__TASK GOAL__.
Reproduce the records exactly, but not the pictures.

Data extracted from a collection
- - - -
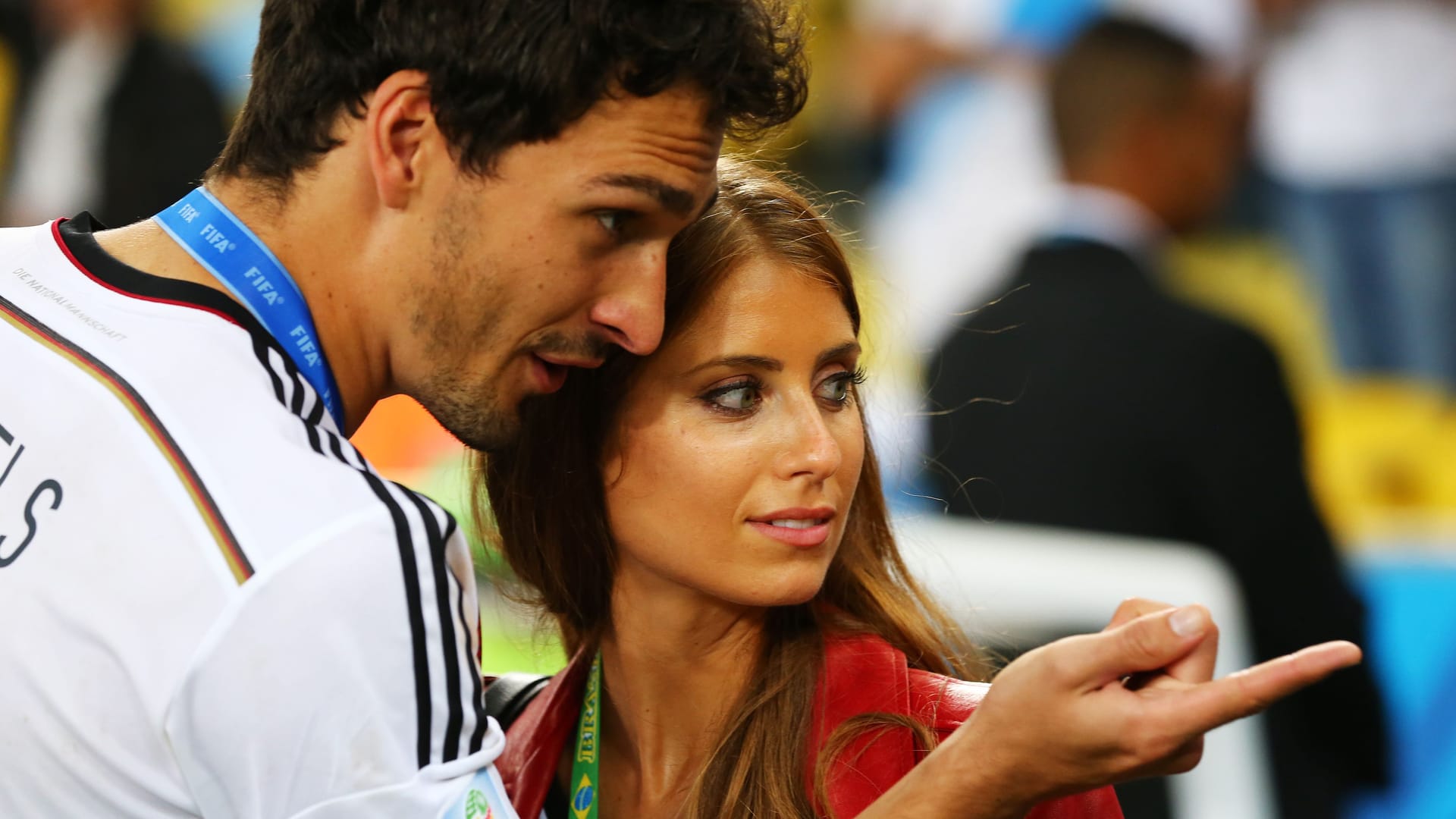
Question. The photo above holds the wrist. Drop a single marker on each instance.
(974, 771)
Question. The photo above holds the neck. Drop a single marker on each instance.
(315, 253)
(674, 665)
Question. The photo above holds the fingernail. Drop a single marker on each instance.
(1188, 621)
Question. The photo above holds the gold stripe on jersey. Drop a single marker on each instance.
(237, 563)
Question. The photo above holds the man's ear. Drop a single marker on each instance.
(400, 133)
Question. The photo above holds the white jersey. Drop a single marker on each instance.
(210, 604)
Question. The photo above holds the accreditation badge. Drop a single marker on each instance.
(484, 799)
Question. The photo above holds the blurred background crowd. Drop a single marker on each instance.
(1169, 270)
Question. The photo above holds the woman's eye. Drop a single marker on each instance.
(736, 398)
(836, 388)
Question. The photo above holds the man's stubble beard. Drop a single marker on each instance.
(456, 315)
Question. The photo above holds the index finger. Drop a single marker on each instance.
(1204, 707)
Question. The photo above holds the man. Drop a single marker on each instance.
(213, 607)
(1120, 410)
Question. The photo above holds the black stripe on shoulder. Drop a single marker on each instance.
(414, 596)
(261, 352)
(417, 617)
(450, 749)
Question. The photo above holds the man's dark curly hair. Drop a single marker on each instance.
(506, 72)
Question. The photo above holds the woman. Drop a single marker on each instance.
(714, 547)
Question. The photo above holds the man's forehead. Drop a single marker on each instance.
(673, 126)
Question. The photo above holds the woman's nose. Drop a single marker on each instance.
(813, 447)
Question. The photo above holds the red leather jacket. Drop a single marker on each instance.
(862, 673)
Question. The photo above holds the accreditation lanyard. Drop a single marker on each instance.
(220, 242)
(585, 761)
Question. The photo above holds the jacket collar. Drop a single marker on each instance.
(538, 736)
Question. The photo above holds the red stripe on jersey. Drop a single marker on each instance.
(60, 242)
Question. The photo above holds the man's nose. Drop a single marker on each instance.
(631, 308)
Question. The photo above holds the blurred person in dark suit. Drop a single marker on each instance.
(1085, 397)
(109, 117)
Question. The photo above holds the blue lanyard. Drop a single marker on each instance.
(220, 242)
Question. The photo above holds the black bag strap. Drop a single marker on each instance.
(507, 695)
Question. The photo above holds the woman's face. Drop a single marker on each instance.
(737, 450)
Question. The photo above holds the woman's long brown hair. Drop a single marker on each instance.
(546, 502)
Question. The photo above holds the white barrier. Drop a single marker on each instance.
(1011, 582)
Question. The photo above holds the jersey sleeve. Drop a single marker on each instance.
(344, 679)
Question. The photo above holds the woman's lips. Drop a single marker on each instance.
(800, 528)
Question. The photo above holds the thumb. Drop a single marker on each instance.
(1147, 643)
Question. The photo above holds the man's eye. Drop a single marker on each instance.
(612, 221)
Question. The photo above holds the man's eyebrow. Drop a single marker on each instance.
(752, 362)
(712, 200)
(674, 200)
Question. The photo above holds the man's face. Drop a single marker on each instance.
(552, 260)
(1203, 146)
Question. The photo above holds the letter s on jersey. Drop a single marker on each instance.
(31, 526)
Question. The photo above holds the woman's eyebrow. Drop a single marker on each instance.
(839, 352)
(752, 362)
(774, 365)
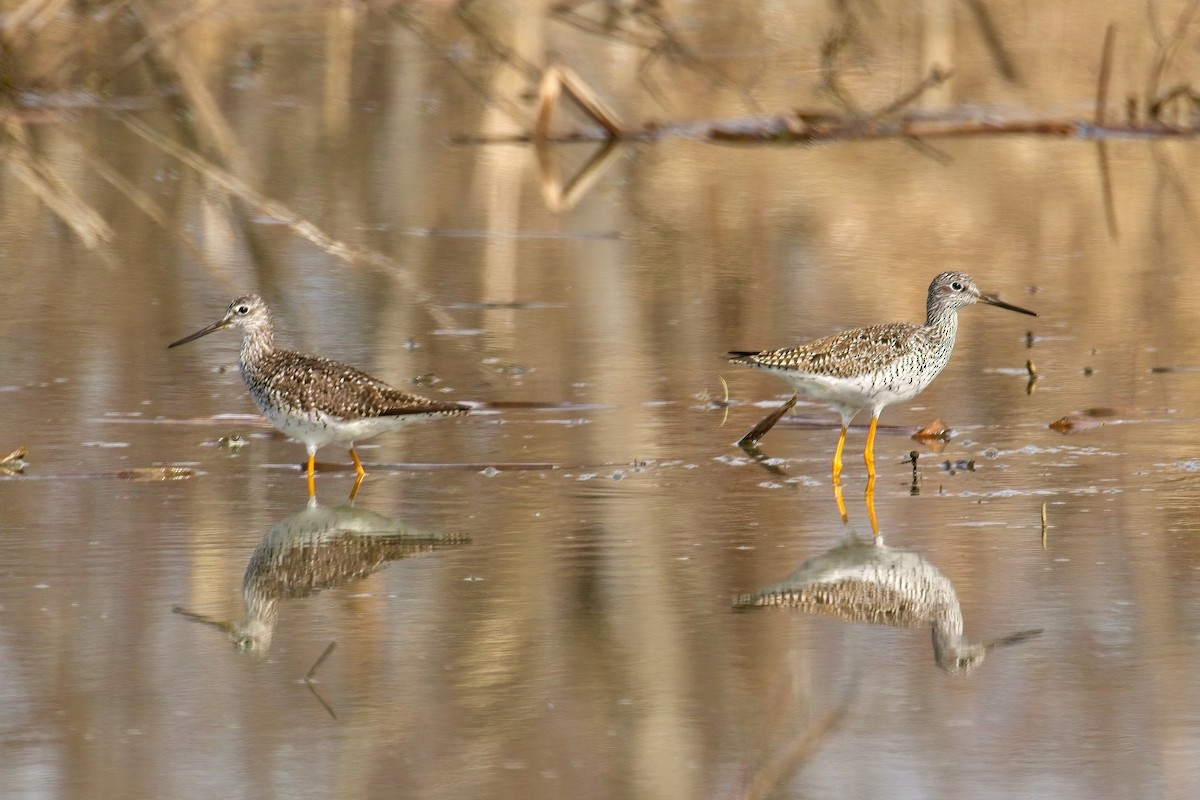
- - - -
__WRITTEN SOLUTION__.
Question. The photo above holds the wrist. Drop a single marker on each instance.
(974, 771)
Question. The photo above holds the neck. Drop a single marker on each instance.
(315, 253)
(674, 665)
Question. The photo above holds the fingernail. Drop a single marker on each instance.
(1188, 621)
Question. The photo above holds the gold stripe on jersey. Drop a single marker on each instance.
(237, 563)
Question. The photo above holds the man's ear. Drop a single marker on each instance.
(400, 133)
Question. The photo above holds the white jersey. Drop a single marker on each instance.
(210, 604)
Question. The photo above holds the accreditation badge. Drop a single marker on each instance.
(484, 799)
Question. The photo above holds the blurred background crowd. Drop a single marker on each instance.
(1169, 270)
Question. The photo above holds the woman's eye. Drop a single marker on each instance.
(736, 398)
(836, 388)
Question. The photo above holds the man's stubble beard. Drop a single marker on each instance.
(456, 315)
Question. The photo above holds the index finger. Drop a single marker on each instance.
(1204, 707)
Question. The photo above holds the man. Drop a single marker on each instance.
(213, 607)
(1120, 410)
Question. The photo above holds the black stripe on shoulder. Drop a single marker on each instance.
(414, 596)
(261, 352)
(417, 617)
(450, 749)
Question. The photo above holds the man's dark curly hair. Drop a single marker on each instance.
(506, 72)
Question. The photo above holds the woman. Drop a single marker on each instance.
(714, 547)
Question. The photo above holds the man's forehead. Drop a single marker on each instance.
(673, 126)
Question. The photo above holds the woman's nose. Drop a single marker on each instance.
(813, 447)
Question. The photo above holds the red leather jacket. Drop a single marker on each instance.
(862, 673)
Question. The photo above holds the accreditation lanyard. Drop a single marker on each instance.
(220, 242)
(585, 761)
Question. The photo above holds the jacket collar. Drop a single marker on each instance.
(538, 736)
Question. The photo above holds the red stripe on jersey. Drop a single marker on each instance.
(60, 242)
Question. The photo above holds the man's nose. Drop a single marker on each instance.
(631, 308)
Question. The photo above holds the blurred person in dark suit. Drop a single marker on each instance.
(1085, 397)
(109, 117)
Question. The photo above holds the blue lanyard. Drop a single marker on each instance.
(220, 242)
Question. The photo above holds the black bag strap. Drop a single marker on each instance.
(507, 695)
Question. The photo above holds the woman's face. Drop a single marker on each instance.
(737, 450)
Question. The photo above holds the woman's long brown hair. Drop a single marker on each instance.
(546, 502)
Question. The photo above holds the white barrier. Drop a single marker on each instance.
(1011, 582)
Question. The photo above holds the jersey sleeve. Drop a single marker on each instance.
(344, 679)
Question. The photo above holds the woman's lips. Drop a single marker on each instance.
(800, 528)
Question. The photo above holds the thumb. Drop a single marker on each instance.
(1147, 643)
Question. The photo above holds the man's eye. Drop a single marker on each instance.
(612, 221)
Question. The photo above holds the man's eyebrow. Drop a single marker on each instance.
(752, 362)
(712, 200)
(674, 200)
Question. The photo above holds the man's face. Drop a single marker on each instance.
(552, 260)
(1203, 146)
Question. The photo above holds the letter s on jersey. Drop a single marker on each instance.
(31, 526)
Question. The photo above holds the woman's eyebrow. Drop a single marker on each instance.
(839, 352)
(752, 362)
(774, 365)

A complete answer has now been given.